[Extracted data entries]
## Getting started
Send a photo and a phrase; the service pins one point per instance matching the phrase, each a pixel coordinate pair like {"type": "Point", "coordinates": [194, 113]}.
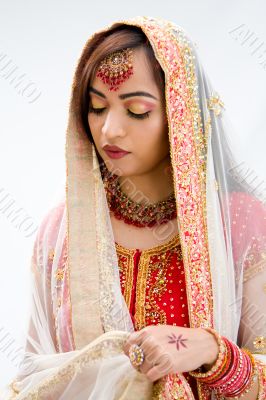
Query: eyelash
{"type": "Point", "coordinates": [99, 111]}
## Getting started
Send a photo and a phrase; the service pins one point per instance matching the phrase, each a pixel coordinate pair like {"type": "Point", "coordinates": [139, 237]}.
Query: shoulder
{"type": "Point", "coordinates": [50, 225]}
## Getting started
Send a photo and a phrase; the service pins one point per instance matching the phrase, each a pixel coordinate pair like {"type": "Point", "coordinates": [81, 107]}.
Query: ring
{"type": "Point", "coordinates": [136, 355]}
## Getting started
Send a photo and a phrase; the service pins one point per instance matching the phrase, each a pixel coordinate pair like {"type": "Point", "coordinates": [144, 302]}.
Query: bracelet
{"type": "Point", "coordinates": [219, 363]}
{"type": "Point", "coordinates": [233, 373]}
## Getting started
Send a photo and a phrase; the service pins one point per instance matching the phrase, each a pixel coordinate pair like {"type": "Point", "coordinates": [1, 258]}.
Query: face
{"type": "Point", "coordinates": [131, 118]}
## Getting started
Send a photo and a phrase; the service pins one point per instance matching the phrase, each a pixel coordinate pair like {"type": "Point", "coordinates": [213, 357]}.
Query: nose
{"type": "Point", "coordinates": [113, 126]}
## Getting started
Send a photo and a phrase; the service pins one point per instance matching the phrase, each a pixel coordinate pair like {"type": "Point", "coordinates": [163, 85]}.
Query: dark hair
{"type": "Point", "coordinates": [101, 45]}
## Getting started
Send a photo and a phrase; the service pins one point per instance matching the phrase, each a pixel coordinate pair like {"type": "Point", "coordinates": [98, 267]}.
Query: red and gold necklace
{"type": "Point", "coordinates": [133, 213]}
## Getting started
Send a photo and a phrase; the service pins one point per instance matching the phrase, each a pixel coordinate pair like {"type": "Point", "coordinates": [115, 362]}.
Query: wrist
{"type": "Point", "coordinates": [212, 352]}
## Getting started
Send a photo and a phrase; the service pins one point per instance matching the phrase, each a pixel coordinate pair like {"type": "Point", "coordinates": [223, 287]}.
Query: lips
{"type": "Point", "coordinates": [115, 151]}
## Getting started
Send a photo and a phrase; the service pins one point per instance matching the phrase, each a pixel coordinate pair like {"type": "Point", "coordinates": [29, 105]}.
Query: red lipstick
{"type": "Point", "coordinates": [115, 151]}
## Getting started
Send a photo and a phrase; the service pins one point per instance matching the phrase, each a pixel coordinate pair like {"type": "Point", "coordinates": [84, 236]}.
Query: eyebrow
{"type": "Point", "coordinates": [125, 95]}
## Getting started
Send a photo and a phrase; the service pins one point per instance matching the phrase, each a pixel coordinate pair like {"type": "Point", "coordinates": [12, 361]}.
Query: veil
{"type": "Point", "coordinates": [79, 320]}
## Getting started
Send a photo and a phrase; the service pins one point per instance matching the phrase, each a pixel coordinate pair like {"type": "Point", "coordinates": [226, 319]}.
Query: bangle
{"type": "Point", "coordinates": [233, 372]}
{"type": "Point", "coordinates": [219, 363]}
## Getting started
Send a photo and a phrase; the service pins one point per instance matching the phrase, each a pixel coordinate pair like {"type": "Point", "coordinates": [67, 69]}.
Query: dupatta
{"type": "Point", "coordinates": [79, 320]}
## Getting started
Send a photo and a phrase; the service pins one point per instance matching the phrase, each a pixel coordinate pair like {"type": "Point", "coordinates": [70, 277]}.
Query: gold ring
{"type": "Point", "coordinates": [136, 355]}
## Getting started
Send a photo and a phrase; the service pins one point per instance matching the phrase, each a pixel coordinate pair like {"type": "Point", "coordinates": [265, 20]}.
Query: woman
{"type": "Point", "coordinates": [149, 280]}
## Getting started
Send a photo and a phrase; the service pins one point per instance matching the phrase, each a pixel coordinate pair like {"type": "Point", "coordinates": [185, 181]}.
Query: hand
{"type": "Point", "coordinates": [172, 349]}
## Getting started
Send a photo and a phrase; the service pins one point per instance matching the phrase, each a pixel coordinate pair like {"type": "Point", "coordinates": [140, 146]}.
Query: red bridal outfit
{"type": "Point", "coordinates": [89, 293]}
{"type": "Point", "coordinates": [154, 287]}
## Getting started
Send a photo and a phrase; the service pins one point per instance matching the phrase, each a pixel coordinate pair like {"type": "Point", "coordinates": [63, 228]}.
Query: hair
{"type": "Point", "coordinates": [102, 45]}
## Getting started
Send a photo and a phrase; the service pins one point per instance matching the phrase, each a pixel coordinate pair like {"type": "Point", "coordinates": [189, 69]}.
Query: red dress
{"type": "Point", "coordinates": [153, 285]}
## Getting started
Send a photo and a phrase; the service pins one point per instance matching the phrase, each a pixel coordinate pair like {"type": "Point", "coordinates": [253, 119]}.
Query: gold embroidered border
{"type": "Point", "coordinates": [128, 271]}
{"type": "Point", "coordinates": [144, 265]}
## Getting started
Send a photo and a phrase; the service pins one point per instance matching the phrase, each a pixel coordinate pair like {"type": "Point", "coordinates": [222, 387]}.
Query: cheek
{"type": "Point", "coordinates": [155, 136]}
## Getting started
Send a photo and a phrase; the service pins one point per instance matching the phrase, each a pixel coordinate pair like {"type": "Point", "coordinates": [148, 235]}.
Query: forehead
{"type": "Point", "coordinates": [142, 78]}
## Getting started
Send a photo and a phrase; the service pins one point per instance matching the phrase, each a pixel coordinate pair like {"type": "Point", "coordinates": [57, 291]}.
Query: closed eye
{"type": "Point", "coordinates": [99, 111]}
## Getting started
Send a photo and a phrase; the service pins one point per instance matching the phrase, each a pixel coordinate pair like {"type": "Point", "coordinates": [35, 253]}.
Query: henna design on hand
{"type": "Point", "coordinates": [179, 341]}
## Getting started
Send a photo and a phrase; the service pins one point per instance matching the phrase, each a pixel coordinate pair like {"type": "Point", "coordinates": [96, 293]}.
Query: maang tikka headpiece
{"type": "Point", "coordinates": [116, 68]}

_The task:_
Every line above is to be returned exactly, with its pictures removed.

_Solution below:_
## Getting started
Send a photo and a phrase; the service pins one point per instance matching the phrase, each a pixel coordinate pair like {"type": "Point", "coordinates": [194, 113]}.
Query: eyelash
{"type": "Point", "coordinates": [99, 111]}
## Getting started
Send a photo and a phrase; the service pins one point per instance matching the phrase, each a pixel coordinate pair like {"type": "Point", "coordinates": [139, 237]}.
Query: shoulder
{"type": "Point", "coordinates": [50, 225]}
## Getting started
Send a photo and a phrase; the service pins one point per instance matching the phrase, each a pixel coordinate pair like {"type": "Point", "coordinates": [81, 107]}.
Query: ring
{"type": "Point", "coordinates": [136, 355]}
## Getting started
Send a photo and a phrase; the service pins one point per instance matching the phrase, each a pixel coordinate pair like {"type": "Point", "coordinates": [144, 302]}.
Query: bracelet
{"type": "Point", "coordinates": [219, 363]}
{"type": "Point", "coordinates": [233, 373]}
## Getting started
Send a photo and a phrase; the service pins one point per instance matching the phrase, each a pixel coordinate pair like {"type": "Point", "coordinates": [1, 258]}.
Query: face
{"type": "Point", "coordinates": [131, 118]}
## Getting started
Send a photo and a phrase; the service pins one point per instance matching the phrase, each a pixel coordinate pair like {"type": "Point", "coordinates": [213, 357]}.
Query: nose
{"type": "Point", "coordinates": [113, 126]}
## Getting started
Send a photo and a phrase; the service pins one point per instance matching the phrase, each a pixel coordinate pair like {"type": "Point", "coordinates": [163, 85]}.
Query: dark hair
{"type": "Point", "coordinates": [101, 45]}
## Getting started
Send a photo and a phrase; the service pins one point per instance matching the phrase, each a pixel coordinate pair like {"type": "Point", "coordinates": [98, 267]}.
Query: red and gold necklace
{"type": "Point", "coordinates": [133, 213]}
## Getting started
Send a photo and a phrase; the service pins one point per instance matching the phrase, each a pixel coordinate pair like {"type": "Point", "coordinates": [115, 362]}.
Query: wrist
{"type": "Point", "coordinates": [212, 352]}
## Getting started
Send a photo and a phrase; the service pins one point per instance matching the phrase, each a pixel coordinate pair like {"type": "Point", "coordinates": [223, 287]}.
Query: lips
{"type": "Point", "coordinates": [115, 151]}
## Getting started
Send a photo and a phrase; the service pins one point per instance matching the phrase, each a pixel coordinate pair like {"type": "Point", "coordinates": [29, 105]}.
Query: red lipstick
{"type": "Point", "coordinates": [115, 151]}
## Getting started
Send a photo and a phrase; the service pins one point per instance matching the phrase, each a pixel coordinate pair like {"type": "Point", "coordinates": [84, 236]}.
Query: eyebrow
{"type": "Point", "coordinates": [125, 95]}
## Getting started
Send a photo and a phrase; the service pins one point per instance matching the phrase, each a pixel coordinate pair like {"type": "Point", "coordinates": [12, 361]}.
Query: veil
{"type": "Point", "coordinates": [79, 320]}
## Getting started
Send a photo and a phrase; the service pins one point per instance matching the phrase, each a pixel coordinate pair like {"type": "Point", "coordinates": [226, 319]}.
Query: bangle
{"type": "Point", "coordinates": [233, 372]}
{"type": "Point", "coordinates": [219, 363]}
## Getting started
Send a photo and a phrase; the service pins one point per instance matching the phrase, each a pixel coordinate pair like {"type": "Point", "coordinates": [67, 69]}.
Query: dupatta
{"type": "Point", "coordinates": [79, 320]}
## Getting started
Send a photo and a phrase; the service pins one point per instance matching the phrase, each a pixel coordinate pair like {"type": "Point", "coordinates": [70, 277]}.
Query: gold ring
{"type": "Point", "coordinates": [136, 355]}
## Getting started
Send a photo and a phrase; the service pins one point per instance matching the phrase, each a pixel coordinate pair like {"type": "Point", "coordinates": [265, 20]}.
Query: woman
{"type": "Point", "coordinates": [149, 280]}
## Getting started
Send a photo and a phrase; the service pins one point per instance matching the phrase, each a pixel coordinate pair like {"type": "Point", "coordinates": [185, 181]}.
Query: hand
{"type": "Point", "coordinates": [172, 349]}
## Getting started
Send a photo and a phrase; the service pins one point per instance matching the phrase, each a pixel coordinate pair like {"type": "Point", "coordinates": [140, 146]}.
Query: red bridal outfit
{"type": "Point", "coordinates": [89, 293]}
{"type": "Point", "coordinates": [154, 287]}
## Getting started
Send a photo and a phrase; the service pins one point per instance matching the phrase, each a pixel coordinate pair like {"type": "Point", "coordinates": [63, 228]}.
Query: hair
{"type": "Point", "coordinates": [102, 45]}
## Getting started
Send a photo and a phrase; the service pins one point per instance matching the phrase, each a pixel coordinate pair like {"type": "Point", "coordinates": [189, 69]}.
Query: red dress
{"type": "Point", "coordinates": [153, 285]}
## Getting started
Send a photo and a phrase; the service pins one point per instance matching the phrase, each a pixel coordinate pair like {"type": "Point", "coordinates": [253, 119]}.
Query: gold embroidered border
{"type": "Point", "coordinates": [128, 271]}
{"type": "Point", "coordinates": [144, 265]}
## Getting started
Send a photo and a phrase; the service pins one point per instance matching the phrase, each a pixel coordinate pair like {"type": "Point", "coordinates": [222, 387]}.
Query: cheek
{"type": "Point", "coordinates": [155, 136]}
## Getting started
Send a photo and a phrase; the service pins one point per instance matching the phrase, each a pixel coordinate pair like {"type": "Point", "coordinates": [148, 235]}.
Query: forehead
{"type": "Point", "coordinates": [142, 78]}
## Getting started
Send a photo and a phrase; the service pins one point per instance matching the phrase, each a pixel coordinate pair like {"type": "Point", "coordinates": [57, 291]}.
Query: closed eye
{"type": "Point", "coordinates": [99, 111]}
## Getting started
Send a photo and a phrase; the service pins one point per instance matching the phrase, each a pixel coordinate pair like {"type": "Point", "coordinates": [35, 253]}.
Query: henna design on hand
{"type": "Point", "coordinates": [179, 341]}
## Getting started
Send a photo and a phrase; the service pins one point per instance matching the phrase, each a pixel coordinate pair like {"type": "Point", "coordinates": [96, 293]}.
Query: maang tikka headpiece
{"type": "Point", "coordinates": [116, 68]}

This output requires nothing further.